- **Things to do**
**1)** In the building safety article, rewrite the stretch that starts with the words "The Building Safety Act is" and finishes with "competency around safety.", changing "December" to "November".
**2)** According to the building safety article, where will Building Performance Week take place?
--- BEGIN Supplied passage ---
Safety routes: assuring competence under the building safety regime

To comply with the Building Safety Act, engineers will have to prove their competence and assure the safety of buildings they design, construct and operate. CABE’s Richard Harral and CIBSE’s Hywel Davies discuss key challenges for industry professionals

Richard Harral (left) and Hywel Davies (right)

The Building Safety Act is the biggest shake-up of building regulation since World War II. Getting to grips with the new regulatory regime will be a challenge for construction and property industries, which will have to work across disciplines to manage safety and ensure workforces are competent to design, construct and operate buildings.

In December, CIBSE and the Chartered Association of Building Engineers (CABE) will combine their conferences to form Building Performance Week at ExCeL in London. With a theme of performance, compliance and safety, the event will include seminars from CIBSE and CABE. 

To mark the initiative, CIBSE’s chief technical officer Hywel Davies, and CABE’s technical director Richard Harral FCABE collaborated on a video about the challenges industry is facing. Below are some of the key issues they discussed, including the need to improve competency around safety.
--- END Supplied passage ---
--- BEGIN Information supplied ---
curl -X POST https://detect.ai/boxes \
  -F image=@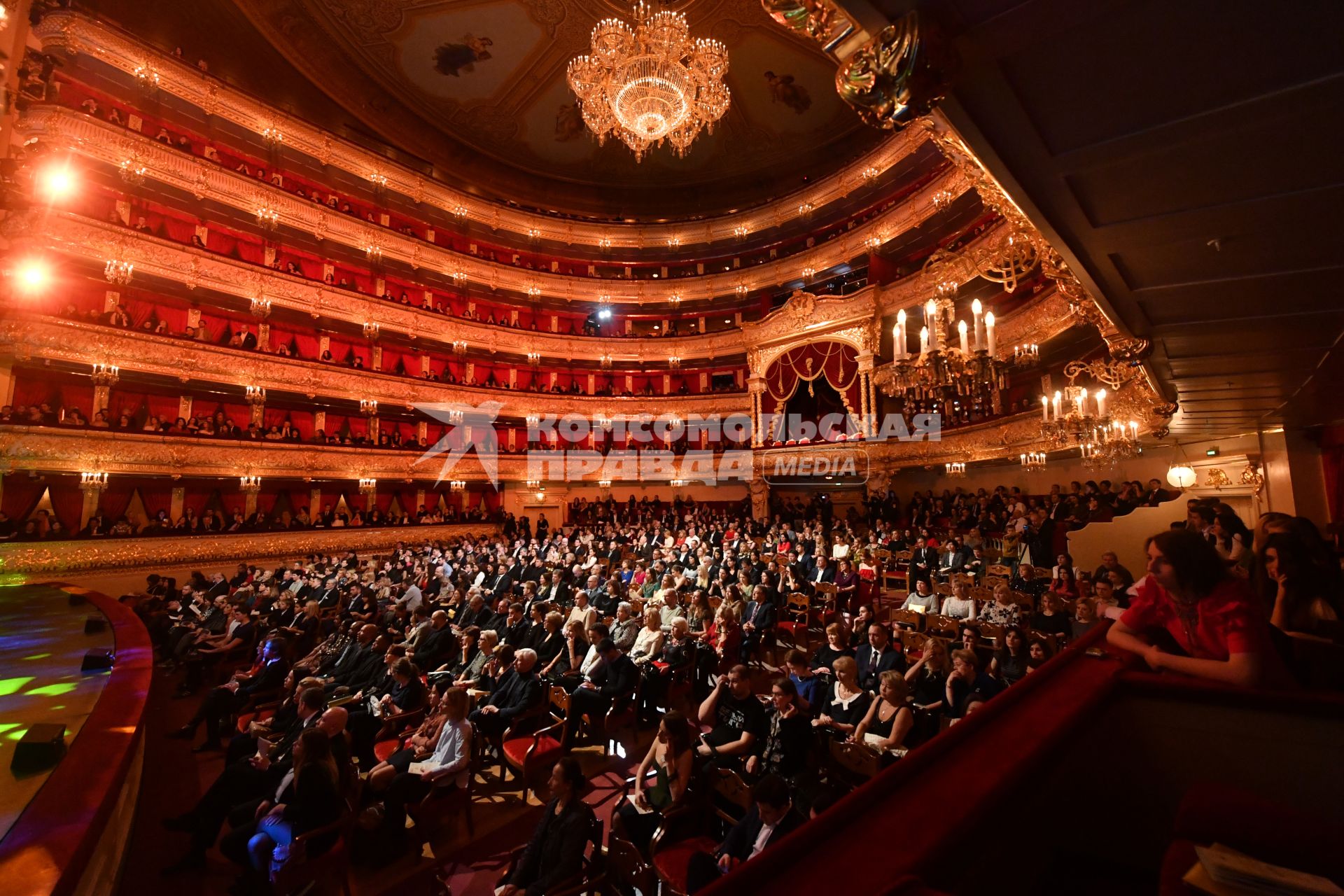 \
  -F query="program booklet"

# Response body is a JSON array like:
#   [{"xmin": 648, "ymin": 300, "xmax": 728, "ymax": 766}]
[{"xmin": 1186, "ymin": 844, "xmax": 1344, "ymax": 896}]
--- END Information supplied ---
- **Expected results**
**1)**
The Building Safety Act is the biggest shake-up of building regulation since World War II. Getting to grips with the new regulatory regime will be a challenge for construction and property industries, which will have to work across disciplines to manage safety and ensure workforces are competent to design, construct and operate buildings.

In November, CIBSE and the Chartered Association of Building Engineers (CABE) will combine their conferences to form Building Performance Week at ExCeL in London. With a theme of performance, compliance and safety, the event will include seminars from CIBSE and CABE. 

To mark the initiative, CIBSE’s chief technical officer Hywel Davies, and CABE’s technical director Richard Harral FCABE collaborated on a video about the challenges industry is facing. Below are some of the key issues they discussed, including the need to improve competency around safety.

**2)** At ExCeL in London.